Set task:
Convert all of the rows below into a single numbered list, one line per item, with blank lines omitted. Leave the pictures out of the output.

Records:

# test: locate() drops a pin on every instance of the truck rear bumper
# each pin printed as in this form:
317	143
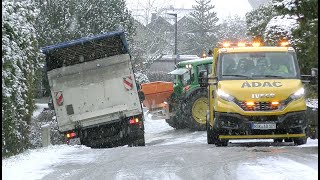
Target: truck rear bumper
266	136
237	124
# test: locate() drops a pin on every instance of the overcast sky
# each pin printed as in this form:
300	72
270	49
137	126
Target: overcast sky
223	8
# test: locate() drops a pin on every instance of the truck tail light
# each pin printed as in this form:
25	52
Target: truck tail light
250	103
71	135
186	88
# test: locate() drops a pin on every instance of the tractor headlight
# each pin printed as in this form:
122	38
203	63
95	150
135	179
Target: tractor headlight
224	95
297	95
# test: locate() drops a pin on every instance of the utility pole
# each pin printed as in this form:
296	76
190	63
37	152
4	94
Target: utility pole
175	36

Solution to this exercise:
1. # test: locate() drops a pin on every instance of the truck rear bumper
2. # each pin printed as in this form:
3. 317	143
4. Target: truck rear bumper
5. 266	136
6. 237	124
7. # test: locate() drops a pin on every instance of the overcast sky
8. # each pin printed as in this form:
9. 300	72
10. 270	49
11. 137	126
12. Target: overcast sky
13. 223	8
14. # test: locate() drops a pin on every instance of the truck tail light
15. # each pin printed as in this form:
16. 25	52
17. Target: truck tail light
18. 250	103
19. 71	135
20. 186	88
21. # test: locate() drops a pin on every instance of the tractor headlight
22. # each pin printed as in this form:
23. 122	38
24. 203	63
25. 95	150
26. 135	179
27. Target: tractor headlight
28. 224	95
29. 297	95
30. # test: locate() drops a pin on every instance of the utility pole
31. # each pin printed as in this form:
32. 296	76
33. 190	63
34. 37	152
35. 4	94
36. Target: utility pole
37. 175	36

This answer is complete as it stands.